··· TEXT BLOCK ···

Gareth Southgate plans to fix England by copying Man City’s ultimate trick

COLOGNE — It was extraordinary that a group of the world’s best players was suddenly incapable of pressing their opponents as a team. As though they had turned up to England duty and a switch had been turned off.

Even more unfathomable considering three of the starting XI in England’s opening two Euro 2024 games play for Pep Guardiola’s ultimate pressers, Manchester City.

Pressing – essentially pressuring your opponents into losing the ball – has become one of the most fundamental parts of the game, refined and perfected and pushed to new levels by the likes of Guardiola and Jurgen Klopp. But England seemed to have forgotten how to do it.

Kyle Walker, one of that City trio, said the players didn’t know how to press as a collective after the Denmark game. Captain Harry Kane said they didn’t know how to put the pressure on when Denmark and Serbia dropped so deep.

Declan Rice – one of football’s ultimate pressers at Arsenal – was at least able to give some insight into why that might happen.

“From the moment I walked into Arsenal in preseason until the last game of the season when we were preparing for Everton, you get together as a collective and you work on that every single day,” the midfielder said.

“Whereas here you only get a week, 10 days max in an international break during the season.

“There’s a massive difference between getting a whole year to work on something and only getting a certain number of days. It’s about getting the team together when we’re here and buying into how Gareth [Southgate] wants us to press and how he wants us to play.

“It’s about getting that balance right, choosing when to go and picking your moments. You’ll see an England team against Slovenia that will have a different pressing style that we’ve been working on. I think you’ll see a team that wants to be on the front foot and wants to press Slovenia high up the pitch.”

By all accounts it sounds as though a great deal of the work England have been doing in training since the Denmark game has been on nailing down the press. They have been running through countless drills, pausing when things don’t work, discussing as a group how it can be better, running them again and again. Trying to step out of the pressure cooker and into the presser cooker.

Gareth Southgate has spent the last four days working out how to fix England, how to fix that pressing problem, how to recalibrate his team. Still, you will be bitterly disappointed if you want him to make major changes to what he feels is his best tournament team. He will probably make a few tweaks and add some fine tuning.

“Our identity for a while has been pretty clear,” Southgate said. “We haven’t quite seen that in the first couple of games and there was a need to have a reset button and have open and honest conversations.

“We reflect as a coaching team. The players are reflective. So nobody has been ducking anything this week, nobody has been alone in their thoughts. It’s a real collective because we’re all on the same page. That allows us to assess where we were and how we need to progress in the same direction.”

Indeed, Rice explained: “If you look at England games, our last 25 to 30 games we’ve played at Wembley, we’ve suffocated teams at the higher end of the pitch. I can tell you now it’s not one of our game plans to want to sit in a low block.”

BLANKENHAIN, GERMANY - JUNE 24: Adam Wharton, Conor Gallagher and Phil Foden of England battle for possession during a training session at Spa & Golf Resort Weimarer Land on June 24, 2024 in Blankenhain, Germany. (Photo by Eddie Keogh - The FA/The FA via Getty Images)
Gareth Southgate’s side sit top of Group C on four points (Photo: Getty)

··· LISTED RECORDS ···

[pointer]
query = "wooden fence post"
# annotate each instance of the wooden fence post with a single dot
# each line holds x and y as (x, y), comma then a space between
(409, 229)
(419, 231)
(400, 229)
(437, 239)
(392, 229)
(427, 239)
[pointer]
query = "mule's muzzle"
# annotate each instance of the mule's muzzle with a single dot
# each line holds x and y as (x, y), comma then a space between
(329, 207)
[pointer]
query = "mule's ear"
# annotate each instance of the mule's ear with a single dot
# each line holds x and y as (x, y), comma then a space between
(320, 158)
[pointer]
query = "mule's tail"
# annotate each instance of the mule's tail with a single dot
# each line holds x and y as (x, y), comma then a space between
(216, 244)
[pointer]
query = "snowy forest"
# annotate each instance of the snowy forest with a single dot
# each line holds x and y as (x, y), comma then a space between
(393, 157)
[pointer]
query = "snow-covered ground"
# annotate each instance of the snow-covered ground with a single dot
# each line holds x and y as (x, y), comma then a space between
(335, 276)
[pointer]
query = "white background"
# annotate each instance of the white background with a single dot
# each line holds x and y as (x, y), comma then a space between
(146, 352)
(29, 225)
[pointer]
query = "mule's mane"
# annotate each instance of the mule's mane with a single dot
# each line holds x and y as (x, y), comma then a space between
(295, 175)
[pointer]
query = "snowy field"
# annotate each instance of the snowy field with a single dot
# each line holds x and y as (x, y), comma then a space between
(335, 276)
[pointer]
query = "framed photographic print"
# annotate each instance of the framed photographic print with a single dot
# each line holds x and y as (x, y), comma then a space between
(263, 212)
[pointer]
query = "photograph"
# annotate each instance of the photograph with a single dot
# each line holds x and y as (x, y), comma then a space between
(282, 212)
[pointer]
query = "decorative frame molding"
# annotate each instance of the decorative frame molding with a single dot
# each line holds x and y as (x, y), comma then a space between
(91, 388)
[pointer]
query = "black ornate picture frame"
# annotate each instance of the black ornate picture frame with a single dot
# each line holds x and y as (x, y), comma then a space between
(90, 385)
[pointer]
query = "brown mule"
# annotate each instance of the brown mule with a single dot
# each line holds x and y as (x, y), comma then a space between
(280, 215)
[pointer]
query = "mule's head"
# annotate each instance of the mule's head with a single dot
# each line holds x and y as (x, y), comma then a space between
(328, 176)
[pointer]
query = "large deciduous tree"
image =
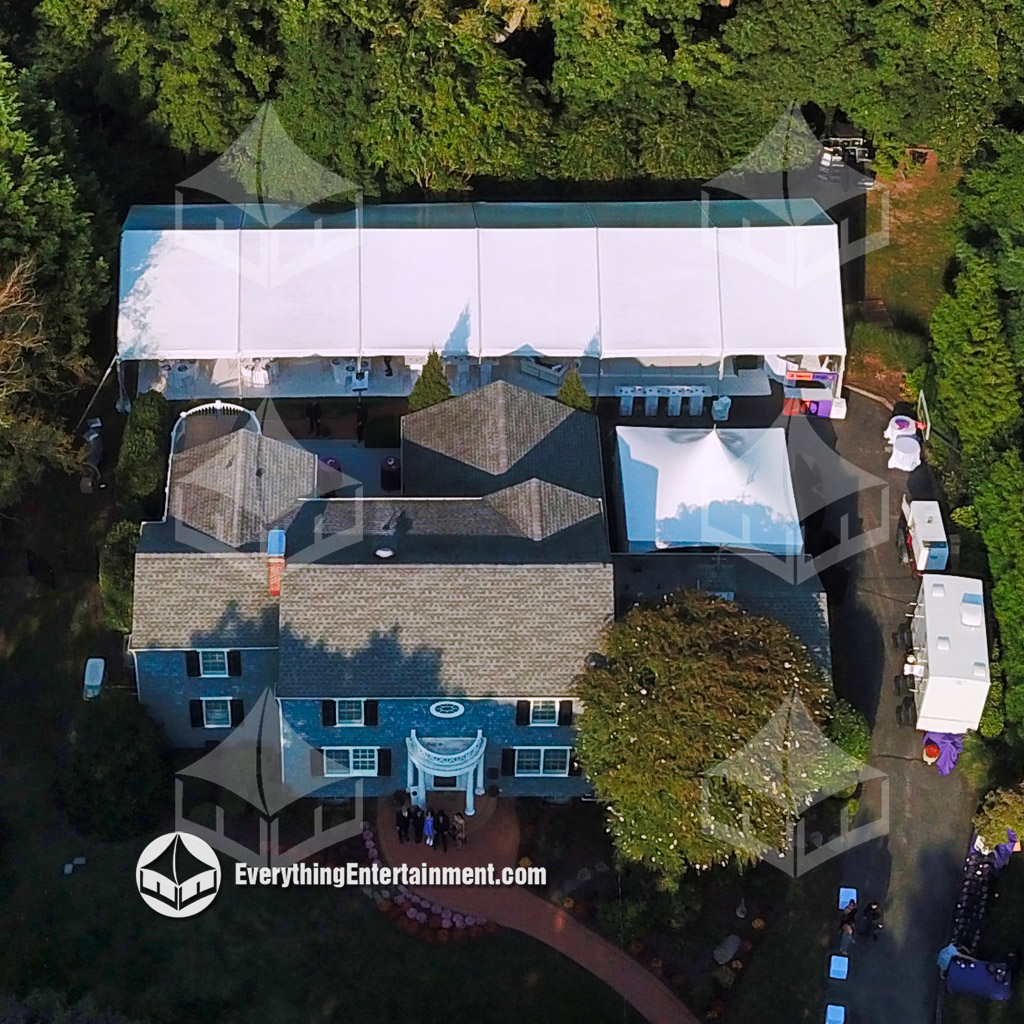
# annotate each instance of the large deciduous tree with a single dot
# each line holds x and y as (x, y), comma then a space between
(679, 688)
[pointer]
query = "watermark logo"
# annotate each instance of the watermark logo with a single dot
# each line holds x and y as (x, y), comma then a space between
(788, 168)
(270, 767)
(178, 875)
(785, 771)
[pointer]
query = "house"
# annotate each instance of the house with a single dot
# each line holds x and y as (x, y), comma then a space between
(423, 642)
(670, 302)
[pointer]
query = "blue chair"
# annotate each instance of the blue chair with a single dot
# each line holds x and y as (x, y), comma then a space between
(839, 967)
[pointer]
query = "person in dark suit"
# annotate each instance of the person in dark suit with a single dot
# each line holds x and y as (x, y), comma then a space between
(418, 821)
(402, 820)
(441, 825)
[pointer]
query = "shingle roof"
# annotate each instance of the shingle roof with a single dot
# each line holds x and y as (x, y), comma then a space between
(232, 487)
(197, 599)
(390, 630)
(496, 436)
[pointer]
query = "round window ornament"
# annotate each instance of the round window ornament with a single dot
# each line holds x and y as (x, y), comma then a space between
(446, 709)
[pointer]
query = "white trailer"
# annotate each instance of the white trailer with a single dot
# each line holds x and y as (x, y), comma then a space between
(949, 659)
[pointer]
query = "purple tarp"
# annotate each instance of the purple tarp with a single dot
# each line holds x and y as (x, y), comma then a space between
(950, 748)
(1003, 853)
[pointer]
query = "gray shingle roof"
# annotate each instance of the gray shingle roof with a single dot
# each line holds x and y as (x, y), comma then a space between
(390, 630)
(197, 599)
(232, 486)
(497, 436)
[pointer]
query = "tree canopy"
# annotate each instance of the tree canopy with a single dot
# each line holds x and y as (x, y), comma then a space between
(679, 688)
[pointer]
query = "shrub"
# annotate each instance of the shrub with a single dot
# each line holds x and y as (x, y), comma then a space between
(431, 387)
(572, 393)
(848, 729)
(141, 467)
(117, 574)
(115, 783)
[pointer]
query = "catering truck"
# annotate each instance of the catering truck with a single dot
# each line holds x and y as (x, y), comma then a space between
(948, 657)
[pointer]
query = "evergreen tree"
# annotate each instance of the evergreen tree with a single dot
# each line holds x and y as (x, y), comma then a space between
(572, 393)
(432, 386)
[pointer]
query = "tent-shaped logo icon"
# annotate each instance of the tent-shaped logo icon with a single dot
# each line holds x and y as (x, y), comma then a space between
(178, 875)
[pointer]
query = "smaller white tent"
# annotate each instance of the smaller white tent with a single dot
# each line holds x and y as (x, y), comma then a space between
(951, 649)
(698, 488)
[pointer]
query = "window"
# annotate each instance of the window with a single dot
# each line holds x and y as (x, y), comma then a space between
(213, 663)
(216, 713)
(543, 713)
(446, 709)
(542, 761)
(349, 712)
(350, 761)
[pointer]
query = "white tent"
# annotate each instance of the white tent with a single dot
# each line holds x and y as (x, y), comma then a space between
(660, 283)
(951, 650)
(721, 488)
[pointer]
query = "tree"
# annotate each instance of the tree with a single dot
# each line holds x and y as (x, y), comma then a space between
(431, 387)
(141, 467)
(680, 687)
(1001, 810)
(115, 783)
(572, 393)
(117, 574)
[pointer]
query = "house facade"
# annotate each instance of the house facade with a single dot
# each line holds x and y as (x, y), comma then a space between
(426, 642)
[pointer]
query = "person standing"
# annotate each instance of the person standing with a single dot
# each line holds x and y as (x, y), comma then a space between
(441, 826)
(872, 921)
(459, 829)
(402, 820)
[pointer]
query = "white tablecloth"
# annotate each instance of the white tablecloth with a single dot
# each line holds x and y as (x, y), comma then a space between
(906, 454)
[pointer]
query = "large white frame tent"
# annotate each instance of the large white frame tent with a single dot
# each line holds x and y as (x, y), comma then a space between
(664, 284)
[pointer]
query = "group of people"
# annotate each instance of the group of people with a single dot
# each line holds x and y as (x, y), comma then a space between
(848, 924)
(426, 826)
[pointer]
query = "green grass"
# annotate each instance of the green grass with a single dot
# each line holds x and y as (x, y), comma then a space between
(314, 956)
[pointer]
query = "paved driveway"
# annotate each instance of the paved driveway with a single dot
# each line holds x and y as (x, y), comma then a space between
(913, 871)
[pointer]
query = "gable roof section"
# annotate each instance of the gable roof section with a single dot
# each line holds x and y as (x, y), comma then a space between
(497, 436)
(421, 630)
(232, 487)
(197, 599)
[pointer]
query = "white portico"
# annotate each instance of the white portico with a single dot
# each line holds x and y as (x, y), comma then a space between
(445, 764)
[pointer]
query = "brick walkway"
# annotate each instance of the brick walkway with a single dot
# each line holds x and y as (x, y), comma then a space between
(494, 839)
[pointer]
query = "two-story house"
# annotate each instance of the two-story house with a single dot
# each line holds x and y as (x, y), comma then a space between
(425, 642)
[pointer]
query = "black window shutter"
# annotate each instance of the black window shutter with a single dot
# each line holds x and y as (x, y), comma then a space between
(329, 712)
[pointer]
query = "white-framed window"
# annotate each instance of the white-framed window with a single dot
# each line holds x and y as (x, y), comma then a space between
(349, 760)
(542, 761)
(446, 709)
(213, 663)
(216, 713)
(349, 712)
(544, 713)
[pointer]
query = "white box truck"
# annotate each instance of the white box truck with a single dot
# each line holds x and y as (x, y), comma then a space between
(949, 659)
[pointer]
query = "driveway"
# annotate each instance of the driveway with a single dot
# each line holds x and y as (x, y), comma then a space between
(912, 872)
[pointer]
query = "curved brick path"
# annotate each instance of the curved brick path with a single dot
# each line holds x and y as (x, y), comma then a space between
(494, 839)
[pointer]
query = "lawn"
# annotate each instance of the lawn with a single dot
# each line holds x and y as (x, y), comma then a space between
(282, 955)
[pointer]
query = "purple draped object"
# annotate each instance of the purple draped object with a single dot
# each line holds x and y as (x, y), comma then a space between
(950, 747)
(1003, 853)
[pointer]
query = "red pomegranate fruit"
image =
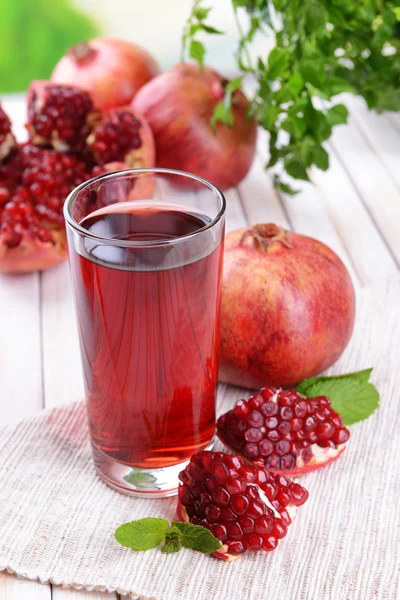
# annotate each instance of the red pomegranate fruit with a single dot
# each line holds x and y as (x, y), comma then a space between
(124, 137)
(179, 104)
(7, 139)
(245, 506)
(284, 431)
(32, 235)
(111, 70)
(288, 307)
(59, 115)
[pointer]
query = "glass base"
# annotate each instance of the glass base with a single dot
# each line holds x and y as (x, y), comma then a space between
(145, 483)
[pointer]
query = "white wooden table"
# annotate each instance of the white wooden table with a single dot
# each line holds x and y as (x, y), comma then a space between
(354, 208)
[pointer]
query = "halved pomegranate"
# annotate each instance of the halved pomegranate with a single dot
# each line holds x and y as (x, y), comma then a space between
(245, 506)
(284, 431)
(123, 140)
(59, 115)
(32, 235)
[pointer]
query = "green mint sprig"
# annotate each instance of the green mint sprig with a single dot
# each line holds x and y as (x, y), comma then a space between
(352, 395)
(145, 534)
(321, 49)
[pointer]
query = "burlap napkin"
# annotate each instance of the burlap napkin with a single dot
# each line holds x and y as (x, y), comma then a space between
(57, 518)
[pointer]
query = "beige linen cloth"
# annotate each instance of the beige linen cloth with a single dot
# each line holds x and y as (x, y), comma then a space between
(57, 517)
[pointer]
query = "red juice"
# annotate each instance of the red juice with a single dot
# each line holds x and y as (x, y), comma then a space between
(148, 317)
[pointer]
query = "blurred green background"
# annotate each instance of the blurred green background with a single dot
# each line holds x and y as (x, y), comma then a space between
(34, 34)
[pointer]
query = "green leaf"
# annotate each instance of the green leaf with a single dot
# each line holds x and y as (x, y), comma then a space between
(223, 114)
(172, 541)
(211, 30)
(296, 169)
(278, 61)
(337, 114)
(197, 51)
(313, 72)
(287, 189)
(316, 16)
(142, 534)
(196, 537)
(234, 84)
(269, 116)
(201, 13)
(295, 125)
(351, 395)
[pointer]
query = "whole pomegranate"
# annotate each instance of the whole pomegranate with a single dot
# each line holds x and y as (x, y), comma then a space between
(179, 104)
(288, 307)
(35, 178)
(111, 70)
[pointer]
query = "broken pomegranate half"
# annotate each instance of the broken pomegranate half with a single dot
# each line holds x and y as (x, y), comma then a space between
(32, 235)
(59, 115)
(285, 431)
(245, 506)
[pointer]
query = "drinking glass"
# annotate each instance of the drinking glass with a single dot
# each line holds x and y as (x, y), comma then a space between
(145, 251)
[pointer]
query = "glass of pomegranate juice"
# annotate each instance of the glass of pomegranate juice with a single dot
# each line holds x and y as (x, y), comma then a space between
(145, 249)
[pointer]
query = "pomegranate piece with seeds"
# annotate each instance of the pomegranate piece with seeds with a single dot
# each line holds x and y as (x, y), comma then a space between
(32, 234)
(59, 115)
(123, 137)
(245, 506)
(7, 139)
(285, 431)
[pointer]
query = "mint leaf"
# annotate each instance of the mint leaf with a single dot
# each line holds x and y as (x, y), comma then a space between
(196, 537)
(337, 114)
(197, 51)
(142, 534)
(351, 395)
(172, 541)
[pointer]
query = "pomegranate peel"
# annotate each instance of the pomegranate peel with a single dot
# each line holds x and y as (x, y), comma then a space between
(59, 115)
(284, 431)
(111, 70)
(287, 310)
(179, 105)
(245, 506)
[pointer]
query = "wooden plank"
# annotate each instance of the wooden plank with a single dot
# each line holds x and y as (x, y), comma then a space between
(307, 214)
(20, 347)
(378, 191)
(260, 201)
(62, 372)
(382, 136)
(368, 250)
(12, 588)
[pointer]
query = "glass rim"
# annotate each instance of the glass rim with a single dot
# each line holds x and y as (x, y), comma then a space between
(148, 243)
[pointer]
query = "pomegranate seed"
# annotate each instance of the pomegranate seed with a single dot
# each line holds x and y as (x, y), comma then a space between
(281, 431)
(236, 548)
(239, 504)
(252, 541)
(115, 137)
(234, 531)
(212, 512)
(269, 409)
(220, 496)
(269, 543)
(59, 115)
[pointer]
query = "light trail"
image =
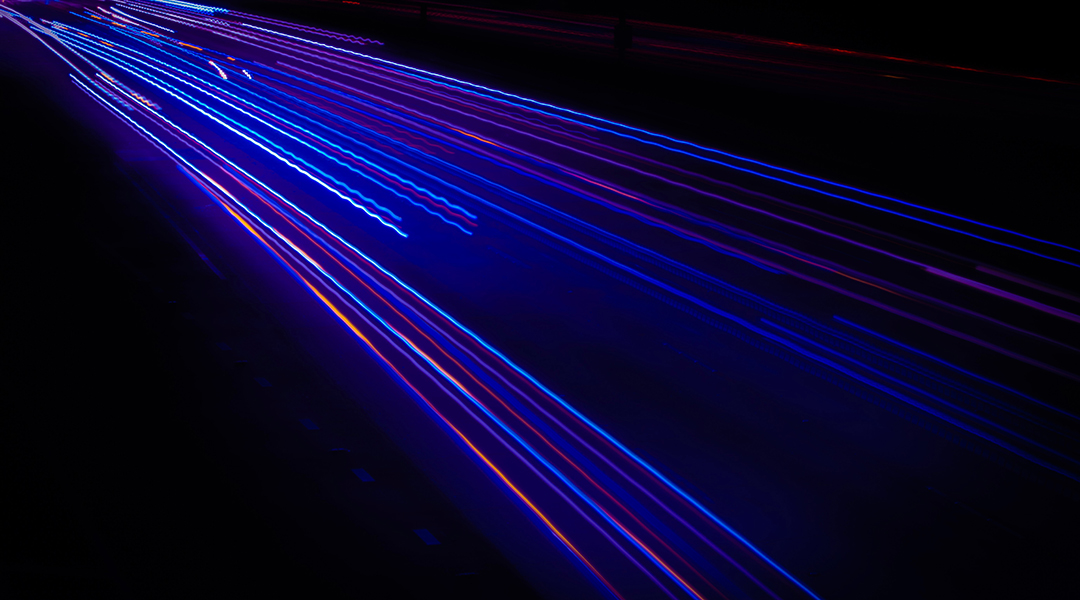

···

:: WHAT TO DO ::
[A] Answer these questions using the article about England's pressing above.
(i) How many of the starting XI in England's opening two Euro 2024 games play for Manchester City?
(ii) Against which team does Declan Rice say England will show a different pressing style?
(iii) How many points does Gareth Southgate's side have at the top of Group C?
[B] Reproduce the article about England's pressing, word for word, from "Pressing – essentially" up to and including "that might happen.".
[C] Take the article about England's pressing further, picking up where it stops.

:: SOLVED TASKS ::
[A]
(i) Three
(ii) Slovenia
(iii) Four

[B]
Pressing – essentially pressuring your opponents into losing the ball – has become one of the most fundamental parts of the game, refined and perfected and pushed to new levels by the likes of Guardiola and Jurgen Klopp. But England seemed to have forgotten how to do it.

Kyle Walker, one of that City trio, said the players didn’t know how to press as a collective after the Denmark game. Captain Harry Kane said they didn’t know how to put the pressure on when Denmark and Serbia dropped so deep.

Declan Rice – one of football’s ultimate pressers at Arsenal – was at least able to give some insight into why that might happen.

[C]
In the aftermath of that soulless draw with Denmark, in a four-day gap in which former and current England stars traded barbs in soundbites, where scores of solutions have been offered that include dropping the captain and all-time scorer and playing Adam Wharton in a back three, Southgate has avoided making a “knee-jerk” reaction.

“Your best players are still your best players,” he pointed out.

“We might not have functioned as a team as we would have liked but we shouldn’t be throwing everything out of the window.

“That’s where we have to stay calm and make sensible decisions.”

Kane is set to start again up front, while Southgate has been weighing up whether to add more width on the left wing – the most natural player would be the inexperienced Anthony Gordon – but could stick with Phil Foden there, who has been playing more inside, alongside Jude Bellingham and Bukayo Saka in the three behind Kane.

Trent Alexander-Arnold is expected to be replaced by Conor Gallagher, which will free Rice to play as the more attacking of the two central midfielders – a position he is more than familiar with at Arsenal.

“My game is being on the front foot. I love being on the front foot as a midfielder, anticipating passes,” Rice said.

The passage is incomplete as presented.